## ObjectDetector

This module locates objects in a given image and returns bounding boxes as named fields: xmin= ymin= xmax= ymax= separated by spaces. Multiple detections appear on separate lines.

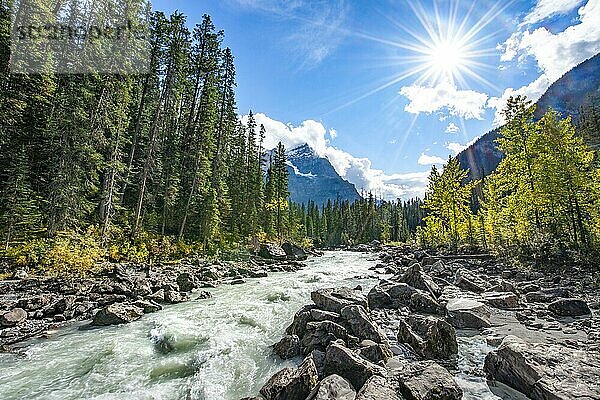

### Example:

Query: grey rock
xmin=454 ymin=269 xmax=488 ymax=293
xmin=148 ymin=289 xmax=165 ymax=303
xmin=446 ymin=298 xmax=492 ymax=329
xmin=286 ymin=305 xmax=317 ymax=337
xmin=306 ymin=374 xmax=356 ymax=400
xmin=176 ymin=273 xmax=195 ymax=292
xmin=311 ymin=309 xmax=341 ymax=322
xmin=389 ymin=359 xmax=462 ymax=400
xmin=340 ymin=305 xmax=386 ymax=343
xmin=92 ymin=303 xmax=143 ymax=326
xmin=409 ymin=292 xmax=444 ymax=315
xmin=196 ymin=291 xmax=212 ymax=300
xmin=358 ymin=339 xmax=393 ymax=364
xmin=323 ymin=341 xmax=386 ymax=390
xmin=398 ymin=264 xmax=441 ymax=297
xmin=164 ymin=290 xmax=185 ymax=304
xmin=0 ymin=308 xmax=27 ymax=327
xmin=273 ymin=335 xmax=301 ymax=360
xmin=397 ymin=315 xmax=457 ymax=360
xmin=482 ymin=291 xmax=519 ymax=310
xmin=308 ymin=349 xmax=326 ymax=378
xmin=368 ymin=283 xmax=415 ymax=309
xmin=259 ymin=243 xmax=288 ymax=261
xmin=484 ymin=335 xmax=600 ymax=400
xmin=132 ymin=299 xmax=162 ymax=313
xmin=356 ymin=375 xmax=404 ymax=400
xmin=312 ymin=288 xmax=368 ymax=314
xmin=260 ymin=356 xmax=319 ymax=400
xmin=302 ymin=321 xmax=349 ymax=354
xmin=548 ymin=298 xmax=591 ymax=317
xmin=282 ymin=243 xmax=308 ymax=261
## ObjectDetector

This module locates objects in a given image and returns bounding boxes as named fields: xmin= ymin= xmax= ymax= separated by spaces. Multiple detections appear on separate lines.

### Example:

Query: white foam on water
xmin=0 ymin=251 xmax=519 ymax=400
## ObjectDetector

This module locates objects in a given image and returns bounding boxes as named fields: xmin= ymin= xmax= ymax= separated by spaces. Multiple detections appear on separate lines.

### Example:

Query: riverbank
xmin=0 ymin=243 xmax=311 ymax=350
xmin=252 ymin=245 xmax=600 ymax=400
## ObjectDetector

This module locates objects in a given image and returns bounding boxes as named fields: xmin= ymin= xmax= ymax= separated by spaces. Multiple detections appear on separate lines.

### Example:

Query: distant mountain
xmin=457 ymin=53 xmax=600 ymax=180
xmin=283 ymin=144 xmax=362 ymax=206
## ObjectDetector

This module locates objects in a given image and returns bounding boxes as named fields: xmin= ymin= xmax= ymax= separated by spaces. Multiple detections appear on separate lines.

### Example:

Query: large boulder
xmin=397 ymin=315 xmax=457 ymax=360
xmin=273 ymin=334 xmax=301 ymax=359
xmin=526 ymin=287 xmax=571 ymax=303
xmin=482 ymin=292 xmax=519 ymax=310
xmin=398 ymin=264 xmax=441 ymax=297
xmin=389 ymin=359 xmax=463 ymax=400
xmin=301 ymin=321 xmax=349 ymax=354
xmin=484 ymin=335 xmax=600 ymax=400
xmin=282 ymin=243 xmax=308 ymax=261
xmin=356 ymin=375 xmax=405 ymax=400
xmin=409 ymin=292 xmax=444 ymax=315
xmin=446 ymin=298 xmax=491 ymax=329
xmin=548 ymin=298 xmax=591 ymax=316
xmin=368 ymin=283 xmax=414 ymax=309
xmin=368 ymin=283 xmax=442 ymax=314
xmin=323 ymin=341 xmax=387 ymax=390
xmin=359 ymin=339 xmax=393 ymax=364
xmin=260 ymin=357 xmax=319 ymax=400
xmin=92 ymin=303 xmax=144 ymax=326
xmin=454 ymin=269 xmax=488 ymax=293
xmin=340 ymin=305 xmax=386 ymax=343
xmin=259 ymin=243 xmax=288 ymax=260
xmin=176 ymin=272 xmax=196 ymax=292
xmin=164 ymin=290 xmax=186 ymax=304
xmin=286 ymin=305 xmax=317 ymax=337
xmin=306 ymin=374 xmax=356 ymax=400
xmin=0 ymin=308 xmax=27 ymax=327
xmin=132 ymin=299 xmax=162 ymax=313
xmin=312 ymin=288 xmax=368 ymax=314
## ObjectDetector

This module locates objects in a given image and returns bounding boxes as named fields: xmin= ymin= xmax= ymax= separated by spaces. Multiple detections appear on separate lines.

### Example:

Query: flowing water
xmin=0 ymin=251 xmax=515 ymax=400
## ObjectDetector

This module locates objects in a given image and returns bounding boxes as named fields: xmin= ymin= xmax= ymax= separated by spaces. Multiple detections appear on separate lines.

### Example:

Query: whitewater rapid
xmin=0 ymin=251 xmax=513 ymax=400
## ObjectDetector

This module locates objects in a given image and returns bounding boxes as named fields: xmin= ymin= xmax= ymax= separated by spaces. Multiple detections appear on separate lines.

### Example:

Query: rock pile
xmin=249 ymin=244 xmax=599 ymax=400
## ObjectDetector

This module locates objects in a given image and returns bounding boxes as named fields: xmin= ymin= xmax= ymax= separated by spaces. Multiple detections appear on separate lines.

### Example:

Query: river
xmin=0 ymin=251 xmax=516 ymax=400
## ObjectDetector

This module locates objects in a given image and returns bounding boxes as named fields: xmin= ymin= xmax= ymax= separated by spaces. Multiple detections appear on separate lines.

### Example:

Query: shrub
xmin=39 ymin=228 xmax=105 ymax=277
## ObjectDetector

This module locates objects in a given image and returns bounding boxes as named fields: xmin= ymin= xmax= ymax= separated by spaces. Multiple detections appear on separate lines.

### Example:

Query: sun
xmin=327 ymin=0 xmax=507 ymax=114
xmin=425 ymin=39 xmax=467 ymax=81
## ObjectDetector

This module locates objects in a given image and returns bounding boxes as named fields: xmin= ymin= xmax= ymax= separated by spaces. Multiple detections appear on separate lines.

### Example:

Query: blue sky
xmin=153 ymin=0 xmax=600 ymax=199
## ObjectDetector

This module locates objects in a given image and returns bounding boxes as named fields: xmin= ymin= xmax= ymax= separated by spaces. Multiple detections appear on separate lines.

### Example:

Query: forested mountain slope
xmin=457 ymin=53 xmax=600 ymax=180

DIRECTIONS FOR THIS TASK = An exact copy of the data is required, with the pictures excluded.

EXERCISE SOLUTION =
## ObjectDetector

This module locates objects in a given image and returns bounding boxes as named fields: xmin= ymin= xmax= ymax= separated by spaces. Multiple detections appear on separate lines.


### Example:

Query: grey rock
xmin=454 ymin=269 xmax=488 ymax=293
xmin=148 ymin=289 xmax=165 ymax=303
xmin=446 ymin=298 xmax=492 ymax=329
xmin=286 ymin=305 xmax=317 ymax=337
xmin=306 ymin=374 xmax=356 ymax=400
xmin=176 ymin=273 xmax=195 ymax=292
xmin=311 ymin=309 xmax=341 ymax=322
xmin=389 ymin=359 xmax=462 ymax=400
xmin=340 ymin=305 xmax=386 ymax=343
xmin=92 ymin=303 xmax=143 ymax=326
xmin=409 ymin=292 xmax=444 ymax=315
xmin=196 ymin=291 xmax=212 ymax=300
xmin=358 ymin=339 xmax=393 ymax=364
xmin=323 ymin=341 xmax=386 ymax=390
xmin=398 ymin=264 xmax=441 ymax=297
xmin=164 ymin=290 xmax=185 ymax=304
xmin=0 ymin=308 xmax=27 ymax=327
xmin=273 ymin=335 xmax=301 ymax=360
xmin=397 ymin=315 xmax=457 ymax=360
xmin=482 ymin=291 xmax=519 ymax=310
xmin=308 ymin=349 xmax=326 ymax=378
xmin=368 ymin=283 xmax=415 ymax=309
xmin=259 ymin=243 xmax=288 ymax=261
xmin=484 ymin=335 xmax=600 ymax=400
xmin=132 ymin=299 xmax=162 ymax=313
xmin=356 ymin=375 xmax=404 ymax=400
xmin=312 ymin=288 xmax=368 ymax=314
xmin=260 ymin=356 xmax=319 ymax=400
xmin=302 ymin=321 xmax=349 ymax=354
xmin=548 ymin=298 xmax=591 ymax=317
xmin=282 ymin=243 xmax=308 ymax=261
## ObjectDetector

This module locates objects in a given image and returns bounding boxes as named fields: xmin= ymin= xmax= ymax= separated by spaces. Multiple detections appear on separate lines.

### Example:

Query: white foam on water
xmin=0 ymin=251 xmax=519 ymax=400
## ObjectDetector

This module locates objects in a given image and returns bounding boxes as named fields: xmin= ymin= xmax= ymax= separated by spaces. Multiple detections appear on separate lines.

### Example:

Query: riverbank
xmin=0 ymin=243 xmax=311 ymax=350
xmin=252 ymin=245 xmax=600 ymax=400
## ObjectDetector

This module locates objects in a given image and returns bounding boxes as named fields: xmin= ymin= xmax= ymax= separated by spaces. Multiple detections appear on separate lines.

### Example:

Query: distant mountain
xmin=457 ymin=53 xmax=600 ymax=180
xmin=283 ymin=144 xmax=362 ymax=206
## ObjectDetector

This module locates objects in a given image and returns bounding boxes as named fields: xmin= ymin= xmax= ymax= separated by spaces. Multiple detections appear on separate lines.

### Example:

Query: large boulder
xmin=397 ymin=315 xmax=457 ymax=360
xmin=273 ymin=334 xmax=301 ymax=359
xmin=526 ymin=287 xmax=571 ymax=303
xmin=482 ymin=292 xmax=519 ymax=310
xmin=398 ymin=264 xmax=441 ymax=297
xmin=389 ymin=359 xmax=463 ymax=400
xmin=301 ymin=321 xmax=349 ymax=354
xmin=484 ymin=335 xmax=600 ymax=400
xmin=282 ymin=243 xmax=308 ymax=261
xmin=356 ymin=375 xmax=405 ymax=400
xmin=409 ymin=292 xmax=444 ymax=315
xmin=446 ymin=298 xmax=491 ymax=329
xmin=548 ymin=298 xmax=591 ymax=316
xmin=368 ymin=283 xmax=414 ymax=309
xmin=368 ymin=283 xmax=442 ymax=314
xmin=323 ymin=341 xmax=387 ymax=390
xmin=359 ymin=339 xmax=393 ymax=364
xmin=260 ymin=357 xmax=319 ymax=400
xmin=92 ymin=303 xmax=144 ymax=326
xmin=454 ymin=269 xmax=488 ymax=293
xmin=340 ymin=305 xmax=386 ymax=343
xmin=259 ymin=243 xmax=288 ymax=260
xmin=176 ymin=272 xmax=196 ymax=292
xmin=164 ymin=290 xmax=186 ymax=304
xmin=286 ymin=305 xmax=317 ymax=337
xmin=306 ymin=374 xmax=356 ymax=400
xmin=0 ymin=308 xmax=27 ymax=327
xmin=132 ymin=299 xmax=162 ymax=313
xmin=312 ymin=288 xmax=368 ymax=314
## ObjectDetector

This module locates objects in a given image and returns bounding boxes as named fields: xmin= ymin= xmax= ymax= separated by spaces. Multiple detections appear on separate lines.

### Example:

Query: flowing water
xmin=0 ymin=251 xmax=515 ymax=400
## ObjectDetector

This module locates objects in a given image and returns bounding boxes as named fields: xmin= ymin= xmax= ymax= separated by spaces. Multiple detections appear on separate lines.

### Example:

Query: whitewater rapid
xmin=0 ymin=251 xmax=513 ymax=400
## ObjectDetector

This module locates objects in a given image and returns bounding boxes as named fields: xmin= ymin= xmax= ymax= separated by spaces. Multiple detections appear on separate lines.

### Example:

Query: rock pile
xmin=249 ymin=244 xmax=599 ymax=400
## ObjectDetector

This module locates objects in a given image and returns bounding boxes as named fields: xmin= ymin= xmax= ymax= separated by spaces. Multiple detections appear on separate lines.

### Example:

Query: river
xmin=0 ymin=251 xmax=516 ymax=400
## ObjectDetector

This module locates objects in a given image and returns bounding boxes as named fields: xmin= ymin= xmax= ymax= separated by spaces. Multiple detections appear on separate lines.

### Example:

Query: shrub
xmin=39 ymin=228 xmax=105 ymax=277
## ObjectDetector

This module locates objects in a given image and returns bounding boxes as named fields: xmin= ymin= xmax= ymax= separated by spaces. Multiple detections appear on separate lines.

### Example:

Query: sun
xmin=327 ymin=0 xmax=507 ymax=114
xmin=425 ymin=39 xmax=467 ymax=81
## ObjectDetector

This module locates objects in a given image and returns bounding boxes as named fields: xmin= ymin= xmax= ymax= separated by spaces. Multiple detections appear on separate lines.

### Example:

Query: blue sky
xmin=153 ymin=0 xmax=600 ymax=199
## ObjectDetector

This module locates objects in a given image and returns bounding boxes as named fields: xmin= ymin= xmax= ymax= separated by spaces. Multiple detections appear on separate lines.

### Example:

Query: forested mountain slope
xmin=457 ymin=53 xmax=600 ymax=180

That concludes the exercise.